WRITTEN EXERCISE: Locate each line in the items below that contains the string "baseboard", and copy those lines.

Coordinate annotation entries
• • • • • • •
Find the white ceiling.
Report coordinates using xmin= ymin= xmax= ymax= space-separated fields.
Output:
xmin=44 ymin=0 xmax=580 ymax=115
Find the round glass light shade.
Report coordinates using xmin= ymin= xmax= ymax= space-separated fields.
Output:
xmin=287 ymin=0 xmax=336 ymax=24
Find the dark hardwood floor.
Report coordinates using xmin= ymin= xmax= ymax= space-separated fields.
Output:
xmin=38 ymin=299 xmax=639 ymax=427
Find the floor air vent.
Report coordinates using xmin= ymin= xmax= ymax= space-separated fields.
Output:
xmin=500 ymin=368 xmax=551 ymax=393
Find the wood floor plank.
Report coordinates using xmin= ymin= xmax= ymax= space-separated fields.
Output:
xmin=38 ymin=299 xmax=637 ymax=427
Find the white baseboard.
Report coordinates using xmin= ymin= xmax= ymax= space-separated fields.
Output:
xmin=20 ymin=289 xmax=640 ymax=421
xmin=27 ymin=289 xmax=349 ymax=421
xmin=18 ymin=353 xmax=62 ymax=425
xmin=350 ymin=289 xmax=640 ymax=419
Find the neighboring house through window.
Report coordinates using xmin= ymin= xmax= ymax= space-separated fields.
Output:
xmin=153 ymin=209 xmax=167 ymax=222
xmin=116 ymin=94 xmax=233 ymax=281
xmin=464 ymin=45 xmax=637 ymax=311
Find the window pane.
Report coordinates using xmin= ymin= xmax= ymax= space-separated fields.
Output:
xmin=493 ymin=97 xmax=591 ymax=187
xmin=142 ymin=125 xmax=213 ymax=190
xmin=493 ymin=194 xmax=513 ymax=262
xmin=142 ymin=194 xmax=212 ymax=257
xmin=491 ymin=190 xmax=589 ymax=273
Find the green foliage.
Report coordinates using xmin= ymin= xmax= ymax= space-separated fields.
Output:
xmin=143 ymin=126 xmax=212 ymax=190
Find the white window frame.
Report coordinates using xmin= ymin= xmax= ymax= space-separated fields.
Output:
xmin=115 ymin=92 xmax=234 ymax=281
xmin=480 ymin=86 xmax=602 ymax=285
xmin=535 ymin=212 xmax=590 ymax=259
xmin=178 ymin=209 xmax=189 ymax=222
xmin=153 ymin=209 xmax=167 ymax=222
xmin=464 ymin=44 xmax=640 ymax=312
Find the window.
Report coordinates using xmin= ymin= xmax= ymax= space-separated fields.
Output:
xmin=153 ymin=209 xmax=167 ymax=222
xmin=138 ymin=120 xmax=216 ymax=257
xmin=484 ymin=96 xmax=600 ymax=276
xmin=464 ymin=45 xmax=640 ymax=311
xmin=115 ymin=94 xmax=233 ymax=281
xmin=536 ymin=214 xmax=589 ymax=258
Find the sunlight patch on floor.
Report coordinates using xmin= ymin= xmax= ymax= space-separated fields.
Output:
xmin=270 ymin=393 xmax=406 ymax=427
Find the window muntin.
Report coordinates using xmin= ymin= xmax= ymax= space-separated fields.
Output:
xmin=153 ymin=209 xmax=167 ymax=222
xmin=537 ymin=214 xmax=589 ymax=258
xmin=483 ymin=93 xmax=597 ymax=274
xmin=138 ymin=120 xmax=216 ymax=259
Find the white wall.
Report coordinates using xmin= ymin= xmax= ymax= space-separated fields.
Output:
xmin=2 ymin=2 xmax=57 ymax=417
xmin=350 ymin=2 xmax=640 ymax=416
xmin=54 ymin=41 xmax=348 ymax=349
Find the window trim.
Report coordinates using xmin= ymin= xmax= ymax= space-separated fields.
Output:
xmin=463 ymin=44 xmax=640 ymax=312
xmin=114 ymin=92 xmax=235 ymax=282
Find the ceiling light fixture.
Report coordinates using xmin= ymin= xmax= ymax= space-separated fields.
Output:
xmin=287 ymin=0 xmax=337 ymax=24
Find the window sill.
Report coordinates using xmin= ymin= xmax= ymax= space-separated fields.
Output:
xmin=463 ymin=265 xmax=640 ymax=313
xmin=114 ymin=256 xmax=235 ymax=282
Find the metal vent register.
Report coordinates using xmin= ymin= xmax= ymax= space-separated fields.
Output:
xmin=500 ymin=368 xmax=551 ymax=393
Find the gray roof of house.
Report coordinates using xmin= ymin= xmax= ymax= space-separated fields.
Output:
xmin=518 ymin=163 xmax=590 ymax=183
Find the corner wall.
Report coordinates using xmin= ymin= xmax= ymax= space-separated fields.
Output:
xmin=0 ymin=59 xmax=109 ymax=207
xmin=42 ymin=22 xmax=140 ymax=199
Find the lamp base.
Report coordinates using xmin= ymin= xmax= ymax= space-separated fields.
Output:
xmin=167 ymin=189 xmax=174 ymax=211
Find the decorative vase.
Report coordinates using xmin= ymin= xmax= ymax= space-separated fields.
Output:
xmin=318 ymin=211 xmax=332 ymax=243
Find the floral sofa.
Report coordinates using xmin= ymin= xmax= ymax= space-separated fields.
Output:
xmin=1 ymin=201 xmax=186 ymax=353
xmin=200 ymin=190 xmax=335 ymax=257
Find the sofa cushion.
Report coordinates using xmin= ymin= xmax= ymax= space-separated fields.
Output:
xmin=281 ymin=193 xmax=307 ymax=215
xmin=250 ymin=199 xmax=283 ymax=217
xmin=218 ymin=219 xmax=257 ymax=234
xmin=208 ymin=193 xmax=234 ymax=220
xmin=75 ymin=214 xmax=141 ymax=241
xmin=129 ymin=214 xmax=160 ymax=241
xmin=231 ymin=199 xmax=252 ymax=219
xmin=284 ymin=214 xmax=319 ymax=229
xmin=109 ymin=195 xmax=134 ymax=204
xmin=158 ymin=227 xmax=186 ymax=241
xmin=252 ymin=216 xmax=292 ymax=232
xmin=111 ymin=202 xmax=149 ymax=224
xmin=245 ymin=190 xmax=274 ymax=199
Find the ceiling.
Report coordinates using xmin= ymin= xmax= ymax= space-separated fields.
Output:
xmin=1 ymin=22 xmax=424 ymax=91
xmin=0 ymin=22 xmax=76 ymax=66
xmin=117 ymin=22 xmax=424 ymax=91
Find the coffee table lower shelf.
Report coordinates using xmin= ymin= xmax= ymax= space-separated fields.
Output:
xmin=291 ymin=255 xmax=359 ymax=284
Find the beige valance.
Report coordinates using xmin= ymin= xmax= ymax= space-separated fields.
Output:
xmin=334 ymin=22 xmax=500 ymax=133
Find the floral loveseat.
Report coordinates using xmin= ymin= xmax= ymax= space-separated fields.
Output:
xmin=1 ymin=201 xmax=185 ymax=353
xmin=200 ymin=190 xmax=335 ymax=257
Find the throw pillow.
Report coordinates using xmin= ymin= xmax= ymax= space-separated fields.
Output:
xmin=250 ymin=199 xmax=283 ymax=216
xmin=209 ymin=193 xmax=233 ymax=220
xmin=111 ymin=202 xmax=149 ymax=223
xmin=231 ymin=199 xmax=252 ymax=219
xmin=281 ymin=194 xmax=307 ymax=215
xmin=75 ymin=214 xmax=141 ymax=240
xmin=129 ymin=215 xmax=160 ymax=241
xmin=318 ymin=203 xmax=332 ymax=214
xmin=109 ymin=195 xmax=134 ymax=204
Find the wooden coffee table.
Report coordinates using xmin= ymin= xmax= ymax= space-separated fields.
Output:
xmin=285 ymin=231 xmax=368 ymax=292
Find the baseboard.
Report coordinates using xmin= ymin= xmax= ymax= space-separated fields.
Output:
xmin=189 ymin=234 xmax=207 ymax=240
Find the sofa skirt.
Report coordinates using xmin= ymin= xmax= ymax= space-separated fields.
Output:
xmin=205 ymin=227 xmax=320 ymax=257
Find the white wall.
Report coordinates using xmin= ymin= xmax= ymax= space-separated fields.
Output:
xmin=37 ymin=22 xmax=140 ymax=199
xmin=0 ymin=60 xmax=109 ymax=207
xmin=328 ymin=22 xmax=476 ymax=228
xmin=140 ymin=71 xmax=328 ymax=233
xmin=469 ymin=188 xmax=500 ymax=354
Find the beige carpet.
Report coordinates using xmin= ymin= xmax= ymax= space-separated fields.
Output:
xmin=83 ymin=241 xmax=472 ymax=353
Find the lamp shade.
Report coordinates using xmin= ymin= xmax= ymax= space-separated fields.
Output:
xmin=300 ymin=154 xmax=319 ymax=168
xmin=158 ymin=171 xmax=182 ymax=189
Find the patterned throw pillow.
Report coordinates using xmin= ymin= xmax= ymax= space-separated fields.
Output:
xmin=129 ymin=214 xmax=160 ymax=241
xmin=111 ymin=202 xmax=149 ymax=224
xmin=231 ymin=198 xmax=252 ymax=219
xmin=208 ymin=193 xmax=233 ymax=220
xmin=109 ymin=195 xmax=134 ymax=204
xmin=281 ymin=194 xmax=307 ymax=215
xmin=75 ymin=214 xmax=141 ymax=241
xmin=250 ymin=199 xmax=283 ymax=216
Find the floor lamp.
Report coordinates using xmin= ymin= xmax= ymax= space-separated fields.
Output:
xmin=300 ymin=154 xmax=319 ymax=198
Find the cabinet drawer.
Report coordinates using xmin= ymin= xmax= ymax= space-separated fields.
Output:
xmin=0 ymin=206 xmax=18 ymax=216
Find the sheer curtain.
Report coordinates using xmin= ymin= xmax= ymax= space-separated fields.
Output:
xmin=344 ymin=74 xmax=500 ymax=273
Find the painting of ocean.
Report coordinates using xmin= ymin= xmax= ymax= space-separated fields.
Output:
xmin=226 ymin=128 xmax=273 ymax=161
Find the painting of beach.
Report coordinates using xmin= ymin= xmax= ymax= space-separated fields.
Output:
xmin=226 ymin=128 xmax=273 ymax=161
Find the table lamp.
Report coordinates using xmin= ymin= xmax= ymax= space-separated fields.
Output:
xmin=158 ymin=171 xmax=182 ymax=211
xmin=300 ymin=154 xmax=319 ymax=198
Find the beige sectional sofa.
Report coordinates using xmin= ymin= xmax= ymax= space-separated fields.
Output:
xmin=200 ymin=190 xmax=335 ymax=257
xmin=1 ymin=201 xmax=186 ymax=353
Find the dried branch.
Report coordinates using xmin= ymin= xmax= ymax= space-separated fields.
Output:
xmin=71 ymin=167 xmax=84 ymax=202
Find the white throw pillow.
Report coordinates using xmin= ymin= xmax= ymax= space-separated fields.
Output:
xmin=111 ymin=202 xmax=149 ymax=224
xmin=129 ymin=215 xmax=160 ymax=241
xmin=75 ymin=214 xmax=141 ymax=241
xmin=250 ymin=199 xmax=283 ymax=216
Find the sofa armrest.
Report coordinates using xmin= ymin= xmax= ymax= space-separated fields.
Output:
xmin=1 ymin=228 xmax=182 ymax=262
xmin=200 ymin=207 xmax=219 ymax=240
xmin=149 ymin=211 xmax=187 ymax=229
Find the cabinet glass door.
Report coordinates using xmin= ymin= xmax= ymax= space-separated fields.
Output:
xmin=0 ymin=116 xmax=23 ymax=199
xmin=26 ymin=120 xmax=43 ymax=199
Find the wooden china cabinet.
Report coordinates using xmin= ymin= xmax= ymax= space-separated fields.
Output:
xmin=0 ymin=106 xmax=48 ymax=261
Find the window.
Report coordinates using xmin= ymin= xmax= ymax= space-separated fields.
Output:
• • • • • • •
COMPLETE OUTPUT:
Find the white baseboard.
Find the baseboard.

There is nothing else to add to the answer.